"""

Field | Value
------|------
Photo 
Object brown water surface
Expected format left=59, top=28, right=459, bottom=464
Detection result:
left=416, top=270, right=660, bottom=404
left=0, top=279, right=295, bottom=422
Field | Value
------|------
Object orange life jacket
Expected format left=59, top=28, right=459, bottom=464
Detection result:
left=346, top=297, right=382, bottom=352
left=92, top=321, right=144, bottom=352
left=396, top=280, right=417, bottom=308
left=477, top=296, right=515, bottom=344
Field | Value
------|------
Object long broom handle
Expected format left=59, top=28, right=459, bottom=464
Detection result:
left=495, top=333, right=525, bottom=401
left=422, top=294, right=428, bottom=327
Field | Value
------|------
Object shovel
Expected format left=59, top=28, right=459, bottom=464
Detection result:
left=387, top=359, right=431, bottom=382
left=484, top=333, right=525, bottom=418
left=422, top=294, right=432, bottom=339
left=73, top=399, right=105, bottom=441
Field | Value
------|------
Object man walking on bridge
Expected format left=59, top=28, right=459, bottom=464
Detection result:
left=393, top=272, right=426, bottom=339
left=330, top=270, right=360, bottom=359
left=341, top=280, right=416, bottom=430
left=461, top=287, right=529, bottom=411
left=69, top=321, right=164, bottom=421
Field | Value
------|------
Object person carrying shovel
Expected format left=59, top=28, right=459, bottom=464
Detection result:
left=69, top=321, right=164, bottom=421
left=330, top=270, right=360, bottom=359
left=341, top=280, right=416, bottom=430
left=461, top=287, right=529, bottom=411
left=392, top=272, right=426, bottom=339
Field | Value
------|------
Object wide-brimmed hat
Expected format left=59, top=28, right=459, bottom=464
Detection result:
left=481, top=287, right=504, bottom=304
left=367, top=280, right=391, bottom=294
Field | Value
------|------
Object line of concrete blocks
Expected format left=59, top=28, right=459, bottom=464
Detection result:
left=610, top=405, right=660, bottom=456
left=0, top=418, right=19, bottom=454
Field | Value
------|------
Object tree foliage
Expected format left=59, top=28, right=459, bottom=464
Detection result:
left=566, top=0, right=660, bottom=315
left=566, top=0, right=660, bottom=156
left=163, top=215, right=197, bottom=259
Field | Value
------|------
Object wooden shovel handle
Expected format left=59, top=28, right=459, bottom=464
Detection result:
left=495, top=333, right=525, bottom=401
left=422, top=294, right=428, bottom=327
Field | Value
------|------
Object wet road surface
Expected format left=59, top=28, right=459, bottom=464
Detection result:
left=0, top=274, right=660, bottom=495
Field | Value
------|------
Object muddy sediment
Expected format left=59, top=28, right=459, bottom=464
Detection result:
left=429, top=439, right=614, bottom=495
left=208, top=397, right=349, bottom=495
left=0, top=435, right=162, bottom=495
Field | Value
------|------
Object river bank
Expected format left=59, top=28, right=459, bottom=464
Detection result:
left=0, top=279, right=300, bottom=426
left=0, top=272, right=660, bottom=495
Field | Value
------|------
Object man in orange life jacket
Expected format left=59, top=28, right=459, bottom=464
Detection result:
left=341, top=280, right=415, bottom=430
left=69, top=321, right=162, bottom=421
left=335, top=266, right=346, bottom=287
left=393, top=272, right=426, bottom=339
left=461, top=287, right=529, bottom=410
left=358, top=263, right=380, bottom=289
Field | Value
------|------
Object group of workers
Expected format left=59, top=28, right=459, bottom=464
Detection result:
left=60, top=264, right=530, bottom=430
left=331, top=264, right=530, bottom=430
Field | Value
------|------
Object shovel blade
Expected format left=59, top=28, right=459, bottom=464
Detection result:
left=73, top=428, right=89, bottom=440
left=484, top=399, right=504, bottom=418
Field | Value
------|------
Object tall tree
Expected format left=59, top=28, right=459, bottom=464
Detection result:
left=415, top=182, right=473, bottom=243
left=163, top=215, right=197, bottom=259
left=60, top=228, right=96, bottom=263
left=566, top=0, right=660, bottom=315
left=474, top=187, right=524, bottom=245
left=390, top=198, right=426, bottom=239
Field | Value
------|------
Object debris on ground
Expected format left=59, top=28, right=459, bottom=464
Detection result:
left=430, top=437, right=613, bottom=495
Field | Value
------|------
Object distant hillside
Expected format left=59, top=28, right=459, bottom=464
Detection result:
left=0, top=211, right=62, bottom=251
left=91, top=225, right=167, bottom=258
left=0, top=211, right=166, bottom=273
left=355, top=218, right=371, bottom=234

"""

* _Task to carry out_
Format every line of the data above as a numbered list, leaving out the blank lines.

* _Result of the exercise_
1. Field | Value
2. ------|------
3. Photo 
4. Object brown water surface
5. Expected format left=59, top=28, right=459, bottom=464
6. Detection result:
7. left=416, top=270, right=660, bottom=404
8. left=0, top=279, right=295, bottom=422
9. Field | Value
10. ------|------
11. Object orange life jacket
12. Expected format left=59, top=28, right=459, bottom=464
13. Detection result:
14. left=346, top=297, right=382, bottom=352
15. left=92, top=321, right=144, bottom=352
16. left=396, top=280, right=417, bottom=308
17. left=477, top=296, right=515, bottom=344
18. Field | Value
19. ------|------
20. Object long broom handle
21. Expected format left=59, top=28, right=459, bottom=464
22. Detection result:
23. left=495, top=333, right=525, bottom=401
24. left=422, top=294, right=428, bottom=327
25. Field | Value
26. ------|------
27. Object shovel
28. Expected format left=59, top=28, right=459, bottom=464
29. Detection result:
30. left=387, top=359, right=431, bottom=382
31. left=484, top=333, right=525, bottom=418
32. left=422, top=294, right=432, bottom=339
33. left=73, top=399, right=105, bottom=441
34. Field | Value
35. ------|------
36. Object man walking on bridge
37. Expected format left=59, top=28, right=459, bottom=464
38. Detection result:
39. left=393, top=272, right=426, bottom=339
40. left=330, top=270, right=360, bottom=359
41. left=341, top=280, right=416, bottom=430
42. left=461, top=287, right=529, bottom=411
43. left=69, top=321, right=164, bottom=421
44. Field | Value
45. ------|------
46. Object person carrying shovel
47. Expected format left=59, top=28, right=459, bottom=464
48. Detection result:
49. left=69, top=321, right=164, bottom=421
50. left=330, top=270, right=360, bottom=359
51. left=341, top=280, right=416, bottom=430
52. left=461, top=287, right=529, bottom=411
53. left=392, top=272, right=426, bottom=339
54. Field | Value
55. ------|------
56. Object wide-brimmed hat
57. Expected format left=59, top=28, right=459, bottom=464
58. Detection result:
59. left=481, top=287, right=504, bottom=304
60. left=367, top=280, right=391, bottom=294
61. Field | Value
62. ------|------
63. Object line of concrete blocks
64. Expected format left=59, top=28, right=459, bottom=464
65. Detection result:
66. left=610, top=405, right=660, bottom=456
67. left=0, top=418, right=19, bottom=454
68. Field | Value
69. ------|------
70. Object tree foliage
71. Expected format left=59, top=28, right=459, bottom=464
72. Detection result:
73. left=566, top=0, right=660, bottom=315
74. left=566, top=0, right=660, bottom=156
75. left=163, top=215, right=197, bottom=259
76. Field | Value
77. ------|------
78. Object wooden shovel handle
79. Expected format left=59, top=28, right=459, bottom=464
80. Detection result:
81. left=495, top=333, right=525, bottom=401
82. left=422, top=294, right=428, bottom=327
83. Field | Value
84. ------|------
85. Object wet road surface
86. Expected format left=59, top=28, right=459, bottom=464
87. Detection result:
88. left=0, top=274, right=660, bottom=495
89. Field | Value
90. ------|------
91. Object muddy sediment
92. Expected format left=59, top=28, right=459, bottom=464
93. Detection result:
94. left=429, top=439, right=614, bottom=495
95. left=208, top=397, right=349, bottom=495
96. left=0, top=435, right=162, bottom=495
97. Field | Value
98. ------|------
99. Object river bank
100. Expected format left=59, top=28, right=459, bottom=464
101. Detection result:
102. left=0, top=279, right=300, bottom=426
103. left=0, top=272, right=660, bottom=495
104. Field | Value
105. ------|------
106. Object man in orange life jacket
107. Expected format left=59, top=28, right=459, bottom=464
108. Detection result:
109. left=341, top=280, right=415, bottom=430
110. left=69, top=321, right=162, bottom=421
111. left=335, top=266, right=346, bottom=287
112. left=393, top=272, right=426, bottom=339
113. left=461, top=287, right=529, bottom=410
114. left=358, top=263, right=380, bottom=289
115. Field | Value
116. ------|------
117. Object group of workers
118. Expected format left=59, top=28, right=459, bottom=464
119. Detection result:
120. left=60, top=264, right=530, bottom=430
121. left=331, top=264, right=530, bottom=430
122. Field | Value
123. ------|------
124. Object shovel blade
125. Expected format left=59, top=28, right=459, bottom=464
126. Detection result:
127. left=73, top=428, right=89, bottom=440
128. left=484, top=399, right=504, bottom=418
129. Field | Value
130. ------|------
131. Object tall tree
132. Expected format left=59, top=28, right=459, bottom=464
133. Detection result:
134. left=415, top=182, right=473, bottom=243
135. left=163, top=215, right=197, bottom=259
136. left=60, top=228, right=96, bottom=263
137. left=566, top=0, right=660, bottom=315
138. left=474, top=187, right=524, bottom=245
139. left=390, top=198, right=426, bottom=239
140. Field | Value
141. ------|------
142. Object debris on ground
143. Expected format left=59, top=28, right=459, bottom=464
144. Detection result:
145. left=430, top=437, right=613, bottom=495
146. Field | Value
147. ------|------
148. Object distant hillside
149. Expected format left=59, top=28, right=459, bottom=464
150. Detection result:
151. left=0, top=211, right=62, bottom=251
152. left=91, top=225, right=167, bottom=258
153. left=0, top=211, right=166, bottom=273
154. left=355, top=218, right=371, bottom=234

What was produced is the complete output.